• GOAL OF THE EXERCISE
Return the passage of the inflation post below that runs between "If supply chain" and "with this one.", inclusive, copied word for word.

• EXCERPT TO READ
=== Section Start ===

Cautious Optimism: The Day After Friday
On Thursday 5-26-2022, we wrote Tomorrow Really Matters: Inflation and Recession.
Now we write about the results -- and they were good -- or they were a start to possibly good.
We said in late 2021 that inflation was the "only" thing that matters, where we used quotes around only to signify that of course we cannot totally discount company specific news (or wars).
We feel the same way today.
If there is a recession, then it's due to the Fed's action to tame inflation.
If supply chain snarls continue, its impact matters to inflation, for our purposes.
Even the Russian invasion of Ukraine, from a strictly financial cost, only matters due to inflation. (Obviously the human cost far outweighs the financial cost, but this is a post about finance.)
We will not reprise our prior posts on inflation, but rather share some updates. For a more complete picture, readers may prefer to start with the prior dossiers, and then continue with this one.
4-7-2022: Inflation in several key areas is cooling — yes it is.
5-26-2022: Tomorrow Really Matters: Inflation and Recession.
Data, Data, Data
First, the Federal Reserve (Fed) has a dual mandate to assure full employment and control inflation.
Even prior to the data we received yesterday, Fed Chairman Powell hinted that an equilibrium full unemployment rate of 3.6% (the current rate) may be too low.

=== Section End ===

• Dataset records
=== Section Start ===

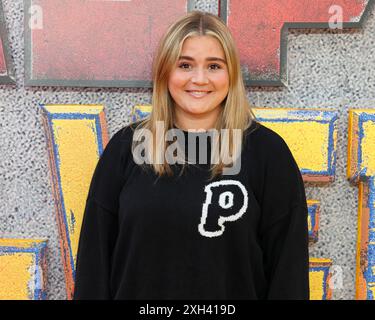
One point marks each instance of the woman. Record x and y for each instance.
(195, 231)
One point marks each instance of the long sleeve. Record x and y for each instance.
(99, 226)
(97, 239)
(284, 226)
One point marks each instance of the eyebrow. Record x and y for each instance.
(208, 59)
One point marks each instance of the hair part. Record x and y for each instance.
(236, 112)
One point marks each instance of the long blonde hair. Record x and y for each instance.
(236, 112)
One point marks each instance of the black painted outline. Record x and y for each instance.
(76, 83)
(283, 75)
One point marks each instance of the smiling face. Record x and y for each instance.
(199, 82)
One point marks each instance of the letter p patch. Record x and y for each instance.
(226, 200)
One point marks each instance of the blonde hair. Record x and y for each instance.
(236, 112)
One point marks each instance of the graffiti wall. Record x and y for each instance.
(72, 73)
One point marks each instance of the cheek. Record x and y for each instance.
(222, 82)
(176, 81)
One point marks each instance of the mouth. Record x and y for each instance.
(197, 93)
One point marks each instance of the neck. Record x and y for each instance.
(186, 121)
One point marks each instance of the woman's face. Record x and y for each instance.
(199, 82)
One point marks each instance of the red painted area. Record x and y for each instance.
(256, 26)
(100, 40)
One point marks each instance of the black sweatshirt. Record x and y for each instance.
(238, 236)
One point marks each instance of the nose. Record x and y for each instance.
(199, 76)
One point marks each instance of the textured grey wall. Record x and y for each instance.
(326, 70)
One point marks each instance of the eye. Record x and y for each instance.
(216, 66)
(184, 65)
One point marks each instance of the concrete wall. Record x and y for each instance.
(325, 70)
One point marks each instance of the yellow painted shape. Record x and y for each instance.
(320, 260)
(19, 243)
(307, 140)
(368, 148)
(74, 108)
(316, 285)
(371, 286)
(16, 271)
(285, 113)
(78, 155)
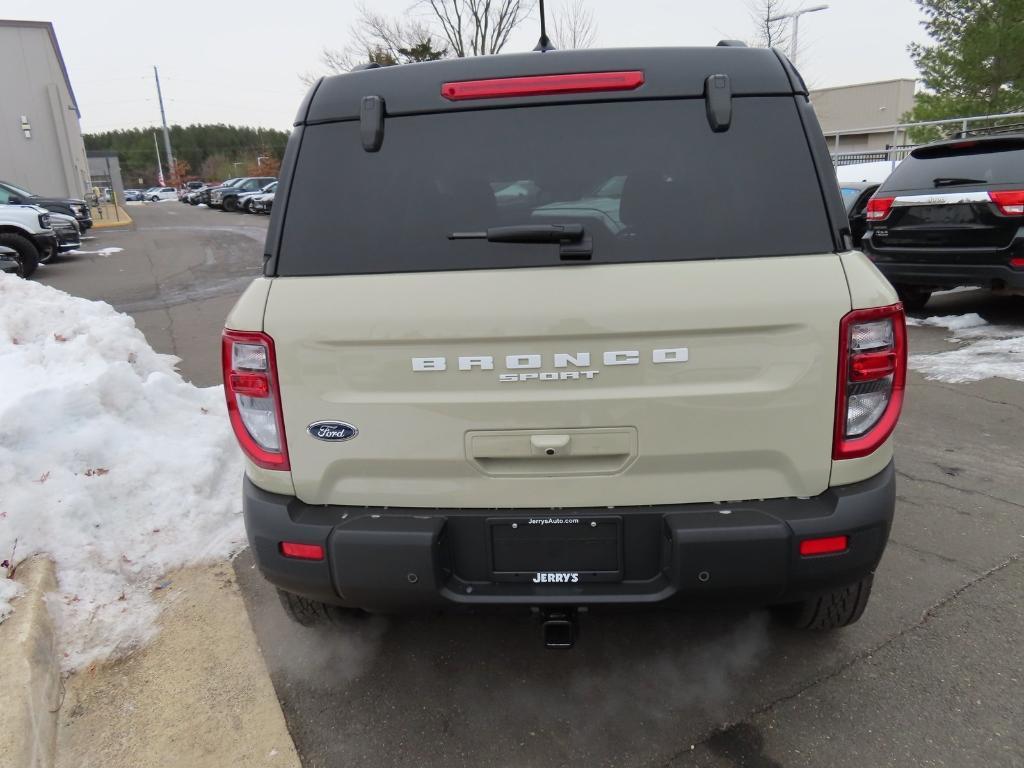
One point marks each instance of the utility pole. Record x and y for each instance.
(795, 15)
(167, 134)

=== Section End ===

• SOLUTION TO THIS PROBLEM
If supply chain snarls continue, its impact matters to inflation, for our purposes.
Even the Russian invasion of Ukraine, from a strictly financial cost, only matters due to inflation. (Obviously the human cost far outweighs the financial cost, but this is a post about finance.)
We will not reprise our prior posts on inflation, but rather share some updates. For a more complete picture, readers may prefer to start with the prior dossiers, and then continue with this one.